Airmen of the 139th Airlift Wing, Missouri Air National Guard build HESCO barriers around buildings on Rosecrans Air National Guard Base, St. Joseph, Mo., July 13, 2011.  These barriers are being put into place as a preparative action in case the Missouri River levees are breached.  (U.S. Air Force photo by Senior Airman Sheldon Thompson)

In the recent Missouri flooding, Air and Army National Guard members were activated on state orders here, injecting thousands of dollars into the local economy and saving potentially millions in infrastructure, business and private property damage. (U.S. Air Force photo by Senior Airman Sheldon Thompson)

ST. JOSEPH, Mo. -- Rosecrans Air National Guard Base officials recently announced the base's economic impact here, which grew roughly $11 million more than the previous fiscal year.

The base tallied its impact to the surrounding community at $142 million for Fiscal Year 2011. The calculation for FY 2010 was $131 million.

"It was up a good bit from the base's construction, including the taxiway [reconstruction], as well as expenditures in flood contingency operations bumped it up some," said Lt. Col. James Treu, Finance manager and Comptroller Flight commander.

Treu said he conducted a thorough accounting of Rosecrans's economic impact.

For FY 2011, he included spending brought about by active duty and Reserve Command service members, temporarily or permanently stationed here, as well as spending by base visitors.

Taking raw numbers and figuring in indirect local spending through a multiplier effect helps officials understand the Air Guard's impact in the local economy, he said.

"When people come into the community and say spend money at a hotel, that money is then spent by the hotel for other things, and that's a multiplier effect," Treu explained.

Still, even without such multipliers, the base has steadily grown its expenditures, said Treu. That includes the recent addition of two aircraft, as well as increases in military and civilian personnel, wages, and benefits.

Treu went on to say that officials anticipate the upcoming air show this spring will reap an additional economic windfall to the local economy.

"The air show will easily add several hundred thousand dollars, and probably more than one million," said Treu. "That's a nice little bump."

He explained that the base works with the air show's committee, St Joseph Chamber of Commerce, and others, as a central player to the event, which includes a base open house.

"We are a central part of that particular economic impact," he said.

Not included in the overall impact figures, Treu said, is the additional economic value gained from a "dual use" of the National Guard.

Sixty-six of the Air Guard's 89 flying wings, including Rosecrans, operate at civilian airfields and provide valuable air traffic control and fire fighting services, among other tax savings to the communities they operate in, he said.

True also pointed out the economic impact of community support and response missions as another financial benefit.

In the recent Missouri flooding, Air and Army National Guard members were activated on state orders here, injecting thousands of dollars into the local economy and saving potentially millions in infrastructure, business, and private property damage.

Still, Treu said he is unable to calculate the overall economic impact for Fiscal Year 2012 yet. His economic projections remain contingent upon the nation's overall defense budget forecast.

Our local communities take a very serious interest in maintaining a healthy economic relationship with the National Guard, said Treu.

Stored rows:
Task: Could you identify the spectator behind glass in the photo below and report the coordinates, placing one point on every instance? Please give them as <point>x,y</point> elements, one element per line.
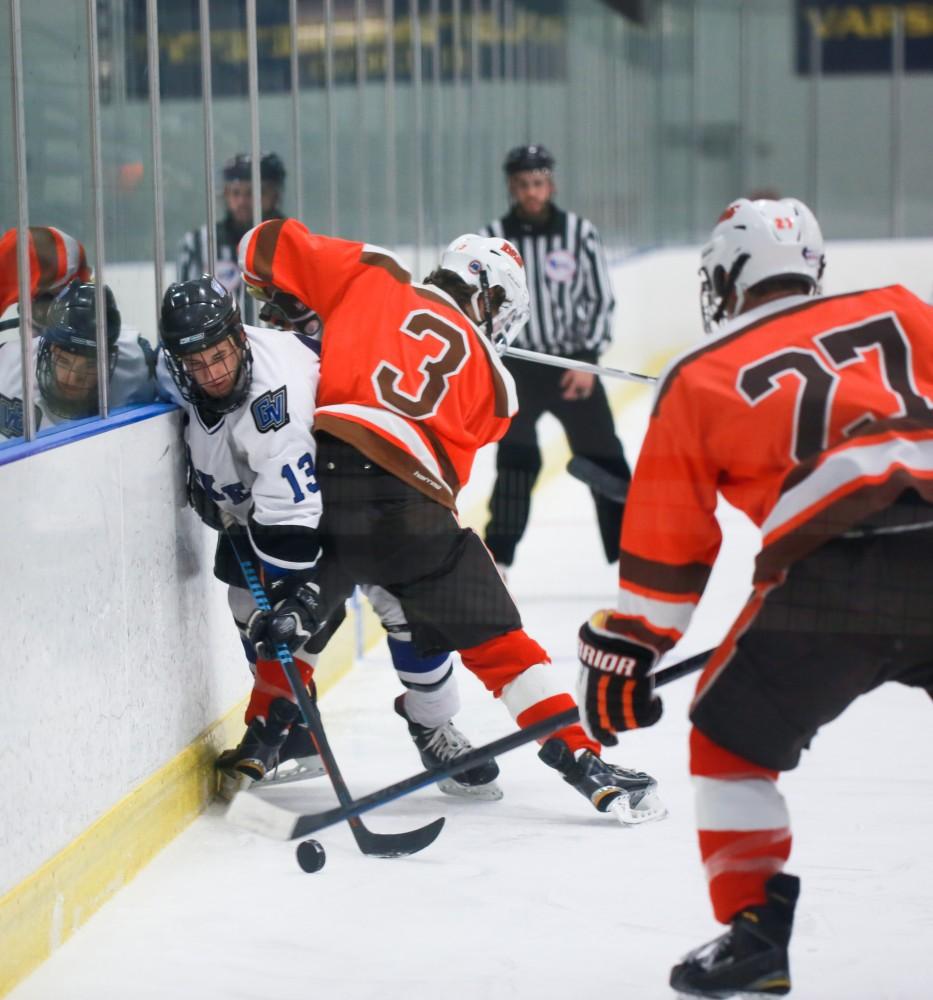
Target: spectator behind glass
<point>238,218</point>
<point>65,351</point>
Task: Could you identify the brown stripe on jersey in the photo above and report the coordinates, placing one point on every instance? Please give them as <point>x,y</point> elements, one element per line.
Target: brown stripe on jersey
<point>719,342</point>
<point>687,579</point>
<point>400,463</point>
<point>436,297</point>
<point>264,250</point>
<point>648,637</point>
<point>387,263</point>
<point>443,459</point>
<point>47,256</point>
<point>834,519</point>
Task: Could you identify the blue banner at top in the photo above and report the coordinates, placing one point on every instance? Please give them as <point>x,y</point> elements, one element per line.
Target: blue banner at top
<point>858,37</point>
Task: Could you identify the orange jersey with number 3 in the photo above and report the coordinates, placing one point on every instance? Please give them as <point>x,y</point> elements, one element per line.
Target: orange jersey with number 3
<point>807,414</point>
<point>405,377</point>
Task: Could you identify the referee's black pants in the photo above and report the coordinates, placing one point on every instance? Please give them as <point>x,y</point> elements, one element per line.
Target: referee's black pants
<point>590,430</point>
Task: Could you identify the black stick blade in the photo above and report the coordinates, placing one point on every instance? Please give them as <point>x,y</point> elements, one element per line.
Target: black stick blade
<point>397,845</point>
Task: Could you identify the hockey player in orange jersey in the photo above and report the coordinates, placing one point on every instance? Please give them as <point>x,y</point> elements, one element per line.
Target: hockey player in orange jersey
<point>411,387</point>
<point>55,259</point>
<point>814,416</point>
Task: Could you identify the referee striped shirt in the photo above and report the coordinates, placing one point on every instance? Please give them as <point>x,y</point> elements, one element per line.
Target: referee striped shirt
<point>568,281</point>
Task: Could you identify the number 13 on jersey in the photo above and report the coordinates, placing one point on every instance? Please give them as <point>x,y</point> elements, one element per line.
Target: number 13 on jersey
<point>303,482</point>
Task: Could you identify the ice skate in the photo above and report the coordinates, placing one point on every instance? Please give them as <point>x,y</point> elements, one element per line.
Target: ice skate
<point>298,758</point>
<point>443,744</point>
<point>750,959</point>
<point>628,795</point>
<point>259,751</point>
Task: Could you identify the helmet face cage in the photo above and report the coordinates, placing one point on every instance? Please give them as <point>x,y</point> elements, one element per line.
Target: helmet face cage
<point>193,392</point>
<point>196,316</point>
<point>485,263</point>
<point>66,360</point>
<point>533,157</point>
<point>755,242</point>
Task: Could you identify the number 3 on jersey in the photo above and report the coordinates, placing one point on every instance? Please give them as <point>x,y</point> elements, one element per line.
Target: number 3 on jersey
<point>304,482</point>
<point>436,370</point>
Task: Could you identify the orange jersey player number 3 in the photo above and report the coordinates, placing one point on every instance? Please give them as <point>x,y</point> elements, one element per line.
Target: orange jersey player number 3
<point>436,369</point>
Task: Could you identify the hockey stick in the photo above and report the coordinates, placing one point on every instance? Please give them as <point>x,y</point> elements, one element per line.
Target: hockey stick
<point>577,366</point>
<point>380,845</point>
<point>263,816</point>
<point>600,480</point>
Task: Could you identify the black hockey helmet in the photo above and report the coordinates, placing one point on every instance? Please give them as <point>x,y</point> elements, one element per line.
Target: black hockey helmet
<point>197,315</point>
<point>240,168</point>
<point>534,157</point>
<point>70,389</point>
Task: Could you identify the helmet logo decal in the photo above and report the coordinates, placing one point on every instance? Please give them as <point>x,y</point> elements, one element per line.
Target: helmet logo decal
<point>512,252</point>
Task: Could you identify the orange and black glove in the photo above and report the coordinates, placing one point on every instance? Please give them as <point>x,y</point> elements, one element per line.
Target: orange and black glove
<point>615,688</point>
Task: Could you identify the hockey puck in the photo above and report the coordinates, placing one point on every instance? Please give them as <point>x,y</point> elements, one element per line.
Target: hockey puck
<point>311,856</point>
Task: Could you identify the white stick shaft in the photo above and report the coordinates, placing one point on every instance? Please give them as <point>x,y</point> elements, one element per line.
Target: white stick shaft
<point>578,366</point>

Set of tasks:
(1) For each statement, say whether it agrees with the article on the Rosecrans base. Answer yes or no, and quote the deciding words of the article.
(a) The base's economic impact for Fiscal Year 2011 was $142 million.
(b) The overall impact figures include the value gained from the "dual use" of the National Guard.
(c) Treu has already calculated the overall economic impact for Fiscal Year 2012.
(2) Return everything in the records from the very first line down to the line containing "<point>65,351</point>", with both of those lines included. Leave the pictures out.
The article on the Rosecrans base and the records were drawn from different sources.

Completed exercise:
(1)
(a) Yes: "The base tallied its impact to the surrounding community at $142 million for Fiscal Year 2011."
(b) No: "Not included in the overall impact figures, Treu said, is the additional economic value gained from a "dual use" of the National Guard."
(c) No: "Still, Treu said he is unable to calculate the overall economic impact for Fiscal Year 2012 yet."

(2)
Task: Could you identify the spectator behind glass in the photo below and report the coordinates, placing one point on every instance? Please give them as <point>x,y</point> elements, one element per line.
Target: spectator behind glass
<point>238,218</point>
<point>65,351</point>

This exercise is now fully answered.